Tarefa: Quantas linhas dos dados abaixo contêm a palavra "green", diferenciando maiúsculas de minúsculas? Responda apenas com o número.

(Entradas de identificação de locais)
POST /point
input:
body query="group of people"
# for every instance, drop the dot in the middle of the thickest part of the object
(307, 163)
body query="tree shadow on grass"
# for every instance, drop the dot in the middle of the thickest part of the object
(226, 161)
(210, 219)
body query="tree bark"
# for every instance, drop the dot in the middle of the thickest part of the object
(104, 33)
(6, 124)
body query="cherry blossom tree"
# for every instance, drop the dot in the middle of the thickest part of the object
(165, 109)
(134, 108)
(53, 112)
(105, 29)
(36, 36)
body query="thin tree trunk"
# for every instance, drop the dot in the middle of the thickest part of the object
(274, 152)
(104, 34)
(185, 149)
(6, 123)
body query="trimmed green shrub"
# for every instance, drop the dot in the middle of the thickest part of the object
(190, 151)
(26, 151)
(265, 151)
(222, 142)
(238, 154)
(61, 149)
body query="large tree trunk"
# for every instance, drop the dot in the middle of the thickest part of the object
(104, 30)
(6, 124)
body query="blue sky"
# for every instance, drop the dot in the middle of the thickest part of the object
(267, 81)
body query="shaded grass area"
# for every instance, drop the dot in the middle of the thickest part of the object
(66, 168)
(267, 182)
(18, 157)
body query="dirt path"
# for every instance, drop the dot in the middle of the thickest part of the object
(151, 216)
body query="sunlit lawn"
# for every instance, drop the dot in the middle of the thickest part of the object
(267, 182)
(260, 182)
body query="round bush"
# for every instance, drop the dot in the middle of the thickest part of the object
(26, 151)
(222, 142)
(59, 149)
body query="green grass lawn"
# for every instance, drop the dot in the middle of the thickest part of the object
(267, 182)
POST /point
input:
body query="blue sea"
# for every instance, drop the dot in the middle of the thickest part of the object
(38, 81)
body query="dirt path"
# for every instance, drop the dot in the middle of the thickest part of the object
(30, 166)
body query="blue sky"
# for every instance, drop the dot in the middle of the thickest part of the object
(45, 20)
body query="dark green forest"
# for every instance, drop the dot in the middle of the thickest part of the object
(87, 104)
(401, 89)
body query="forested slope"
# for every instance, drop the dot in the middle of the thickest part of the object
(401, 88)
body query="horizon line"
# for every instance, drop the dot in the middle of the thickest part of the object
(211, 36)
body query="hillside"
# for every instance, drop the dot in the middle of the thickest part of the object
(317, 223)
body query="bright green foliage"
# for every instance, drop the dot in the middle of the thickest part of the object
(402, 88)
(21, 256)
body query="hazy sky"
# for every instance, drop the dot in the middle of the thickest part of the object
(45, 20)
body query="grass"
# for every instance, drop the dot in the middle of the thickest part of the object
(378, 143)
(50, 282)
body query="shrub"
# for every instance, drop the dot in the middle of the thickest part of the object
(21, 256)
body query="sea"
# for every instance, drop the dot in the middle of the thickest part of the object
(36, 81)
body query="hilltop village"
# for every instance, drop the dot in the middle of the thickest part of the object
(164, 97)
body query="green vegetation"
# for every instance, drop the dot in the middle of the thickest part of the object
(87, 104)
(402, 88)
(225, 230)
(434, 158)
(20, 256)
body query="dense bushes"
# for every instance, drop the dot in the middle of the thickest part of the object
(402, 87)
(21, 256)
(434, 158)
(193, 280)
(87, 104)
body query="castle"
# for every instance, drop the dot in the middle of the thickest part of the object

Tarefa concluída: 5